**Extract:**
⟨

Well, I do not want to accept my whiteness.

Whether I qualify as white depends entirely on the opinions of bigots. The category of racial whiteness has no objective reality; some people qualify as white because bigots accept them as white. Some people do not qualify as white because bigots define them as not white.

I do not participate in a special “white” culture. I do not engage in distinctive activities to express my whiteness. I do not feel a special kinship with white people.

Yes, I know that I have benefited from white privilege. When I encounter a police officer, I might feel threatened, but nothing like the threat perceived by non-white civilians.

Yes, when I meet people, I do notice whether they qualify as white or not. I cannot reliably tell what color eyes my acquaintances have or whether they have attached earlobes, but I can tell you whether they appear to qualify as white. That just means I must have internalized the teachings of the Klan. I wish I could not notice. Since I do notice, I rejoice at the successes of non-whites.

⟩

**Stored rows:**
⟨

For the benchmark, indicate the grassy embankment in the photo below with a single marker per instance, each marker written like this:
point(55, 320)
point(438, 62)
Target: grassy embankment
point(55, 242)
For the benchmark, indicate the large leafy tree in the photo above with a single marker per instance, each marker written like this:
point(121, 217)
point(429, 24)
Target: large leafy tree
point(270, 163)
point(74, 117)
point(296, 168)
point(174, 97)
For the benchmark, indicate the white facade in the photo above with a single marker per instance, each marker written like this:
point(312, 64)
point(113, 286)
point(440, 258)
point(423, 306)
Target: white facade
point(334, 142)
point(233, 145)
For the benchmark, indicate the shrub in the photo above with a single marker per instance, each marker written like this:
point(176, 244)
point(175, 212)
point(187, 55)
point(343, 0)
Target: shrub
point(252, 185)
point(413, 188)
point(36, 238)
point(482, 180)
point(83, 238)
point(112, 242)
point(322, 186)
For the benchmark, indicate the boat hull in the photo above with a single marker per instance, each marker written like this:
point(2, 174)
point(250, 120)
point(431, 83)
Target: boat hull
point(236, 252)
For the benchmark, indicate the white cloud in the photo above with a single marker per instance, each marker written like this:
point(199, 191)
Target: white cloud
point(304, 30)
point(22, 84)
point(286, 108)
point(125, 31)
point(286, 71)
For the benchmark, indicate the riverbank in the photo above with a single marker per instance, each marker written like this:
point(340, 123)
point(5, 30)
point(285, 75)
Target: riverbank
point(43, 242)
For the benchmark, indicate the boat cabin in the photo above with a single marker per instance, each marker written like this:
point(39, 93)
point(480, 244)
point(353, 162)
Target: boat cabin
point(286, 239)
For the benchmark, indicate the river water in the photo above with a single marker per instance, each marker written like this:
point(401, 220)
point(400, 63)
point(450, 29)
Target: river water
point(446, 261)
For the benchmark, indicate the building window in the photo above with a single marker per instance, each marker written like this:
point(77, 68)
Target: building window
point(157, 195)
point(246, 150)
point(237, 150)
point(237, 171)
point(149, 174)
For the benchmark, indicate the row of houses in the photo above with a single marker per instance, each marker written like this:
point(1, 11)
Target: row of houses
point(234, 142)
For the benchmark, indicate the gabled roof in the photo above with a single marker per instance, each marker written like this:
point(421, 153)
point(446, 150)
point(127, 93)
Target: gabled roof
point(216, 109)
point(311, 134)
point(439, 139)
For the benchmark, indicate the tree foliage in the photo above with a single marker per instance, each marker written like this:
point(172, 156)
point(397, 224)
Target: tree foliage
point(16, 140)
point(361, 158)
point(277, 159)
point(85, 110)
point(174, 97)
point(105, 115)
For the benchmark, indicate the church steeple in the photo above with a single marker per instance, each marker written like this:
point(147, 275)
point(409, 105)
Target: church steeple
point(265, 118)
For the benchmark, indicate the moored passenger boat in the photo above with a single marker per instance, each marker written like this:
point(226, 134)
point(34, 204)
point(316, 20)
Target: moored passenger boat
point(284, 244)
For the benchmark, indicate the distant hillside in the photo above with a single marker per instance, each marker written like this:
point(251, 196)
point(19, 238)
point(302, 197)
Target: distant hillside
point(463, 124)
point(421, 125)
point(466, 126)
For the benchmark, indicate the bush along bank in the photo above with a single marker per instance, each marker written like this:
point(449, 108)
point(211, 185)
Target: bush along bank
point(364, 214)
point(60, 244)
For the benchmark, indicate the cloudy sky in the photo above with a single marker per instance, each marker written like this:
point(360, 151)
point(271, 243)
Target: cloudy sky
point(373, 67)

⟩

**Directions:** What comes next in the above essay on rejecting one's whiteness, continuing from its final sentence?

**Response to this exercise:**
My own whiteness has a contingent aspect, and it never depends on me. As long as the bigot who makes the decision considers me white, I qualify for all the rights and privileges that the bigot has to offer. When the bigot focuses on my status as a Jew, that might override my pale skin color or it might not. Whether I qualify as white, and for how long I qualify as white, depends entirely on the bigot’s judgment.

As a pale-skinned Jew, I might qualify as white according to some broad-minded bigots. Other Jews look brown or black or Asian or Hispanic or Native American or Arab or East Indian, according to a widely accepted and largely illogical classification “system.” Since I notice, I applaud the successes of non-white Jews.

As for Emma Share’s invitation to confront racism by accepting my status as white, I politely decline.